◆ **The tasks**
1/ According to the random graph lab, which nodes must belong to community A when building a graph with the stochastic block model function?
2/ Rewrite the paragraph of the random graph lab that begins "As a motivating example" as a shorter version that keeps its main facts.
3/ Carry on writing the random graph lab from the point where it stops.
====== Passage to read ======
Transition 5: If $p>\tfrac{(1+\epsilon)\ln n}{n}$, then a graph in $\operatorname{G}(n,p)$ will almost surely be connected.¶

In [ ]:

rnd.seed(1)
largest_sizes = []
epsilon = 1/3
n = 10000
p = (1+epsilon)*np.log(n) / n
num_isolated = 0
trials = 10
for _ in xrange(trials):
    graph = G(n,p)
    print 'List of component sizes:', component_sizes(graph)
    if 1 in component_sizes(graph):
        num_isolated += 1
print "Probability that graphs are connected: ", 1 - num_isolated / trials

Cool! Now we've experimentally verified the results of the Erdős–Rényi paper.

Isn't it neat that you can rigorously formalize this kind of qualitative behavior of a graph, and then clearly see these transitions in simulation?

Question 3 -- The Stochastic Block Model¶

So far we've discussed the Erdős–Rényi model of a random graph $G(n,p)$. There are extensions that are better, more realistic models in many situations.

As a motivating example, consider the graph formed by friendships of Berkeley students and Stanford students on Facebook. The probability of a friendship between two students both attending UC Berkeley is much higher than the probability that a student from UC Berkeley is friends with a student from Stanford. In the Erdos-Renyi model, however, the two edges formed by these friendships have the same probability!

In this section, we will explore communities such as the following:

How will we do this? Use the stochastic block model (let's call it SBM) -- we have graphs of $G(n,p,q)$ (for simplicity, let's assume $n$ is even and $p>q$).

In this model, we have two "communities" each of size $\frac{n}{2}$ such that the probability of an edge existing between any two nodes within a community is $p$ and the probability of an edge between the two communities is $q$.

Our goal will be to recover the original communities. For this example, the result would look something like:

Let's begin by defining a function to generate graphs according to the stochastic block model.

3a. Fill out the following function to create a graph $G(n,p,q)$ according to the SBM.¶

Important Note: make sure that the first $\frac{n}{2}$ nodes are part of community A and the second $\frac{n}{2}$ nodes are part of community B.

We will be using this assumption for later questions in this lab, when we try to recover the two communities.

In [7]:

def G(n,p,q):
    """
    Let the first n/2 nodes be part of community A and 
    the second n/2 part of community B.
    """
    assert(n % 2 == 0)
    assert(p > q)
    mid = int(n/2)
    graph = []
    for i in xrange(n):
        graph.append((i,i))
====== Dataset extract ======
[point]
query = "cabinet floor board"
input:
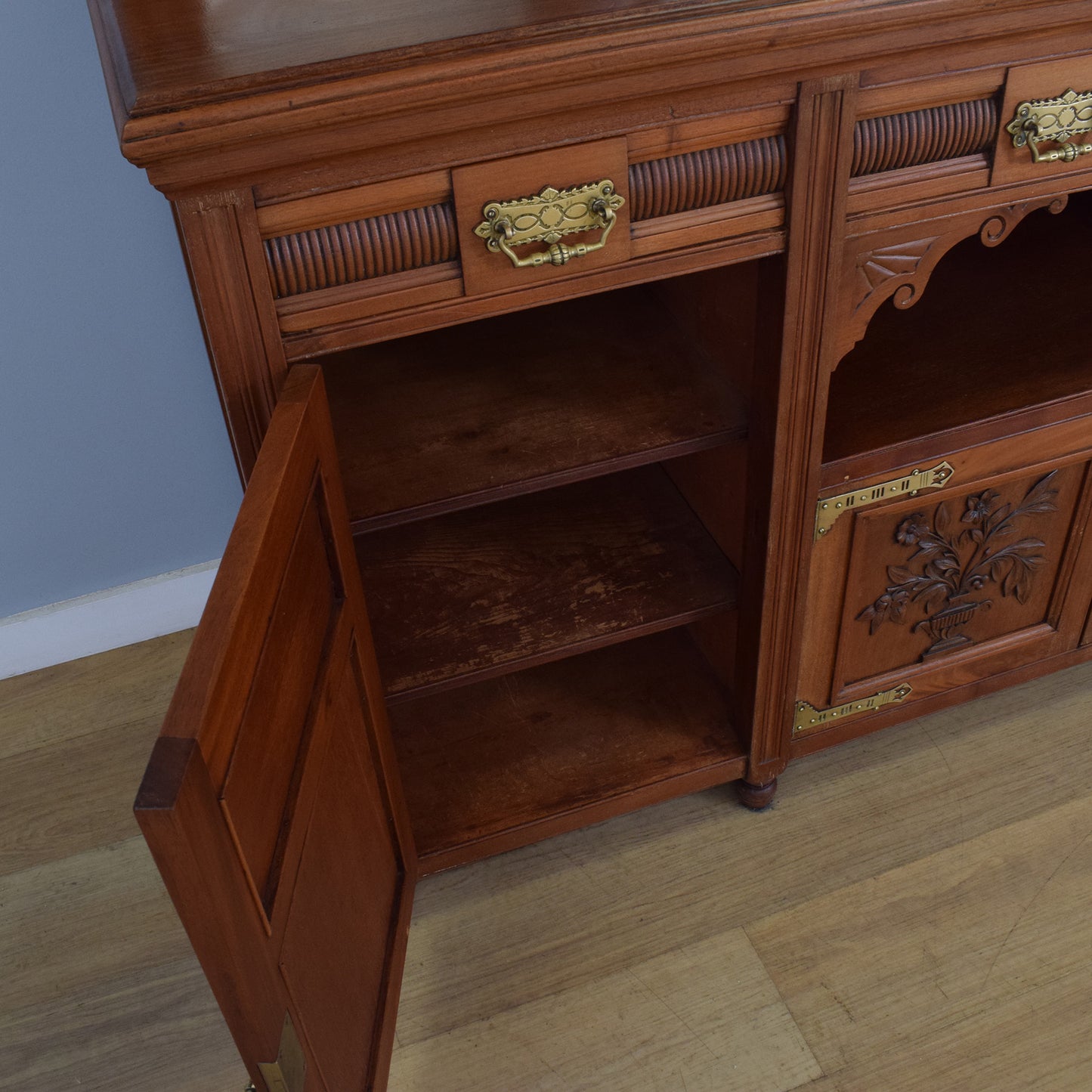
======
◆ **Results for each task**
1/ The first n/2 nodes.

2/ Take Facebook friendships among Berkeley and Stanford students. Two Berkeley students are much more likely to be friends than a Berkeley student and a Stanford student, yet the Erdős–Rényi model gives both kinds of friendship edge the same probability.

3/
    #Make community A
    ### Your code here
                
    #Make community B       
    ### Your code here
                
    #Form connections between communities
    for i in xrange(mid):
        for j in xrange(mid, n):
            if rnd.random() < q:
                graph.append( (i, j) )
    return graph

Let's try testing this out with an example graph -- check that it looks right!

In [ ]:

graph = G(20,0.6,0.05)
draw_graph(graph,graph_layout='spring')

Now recall the previous example:

How did we determine the most likely assignment of nodes to communities?

An intuitive approach is to find the min-bisection -- the split of $G$ into 2 groups each of size $\frac{n}{2}$ that has the minimum total edge weight across the partition.

It turns out that this approach is the optimal method of recoverying community assignments in the MAP (maximum a posteriori) sense. (Since each community assignment is equally likely, MAP reduces to MLE (maximum likelihood estimation) in this situation).

In this week's homework you should prove that the likelihood is maximized by minimizing the number of edges across the two partitions.

3b. Given a graph $G(n,p,q)$, write a function to find the maximum likelihood estimate of the two communities.¶

It might be helpful to have a graph stored as an adjacency list.

In [12]:

from collections import defaultdict

def adjacency_list(graph):
    """
    Takes in the current representation of the graph, outputs an equivalent
    adjacenty list
    """
    adj_list = defaultdict(set)
    for node in graph:
        adj_list[node[0]].add(node[1])
        adj_list[node[1]].add(node[0])
    return adj_list

def mle(graph):
    """
    Return a list of size n/2 that contains the nodes of one of the 
    two communities in the graph.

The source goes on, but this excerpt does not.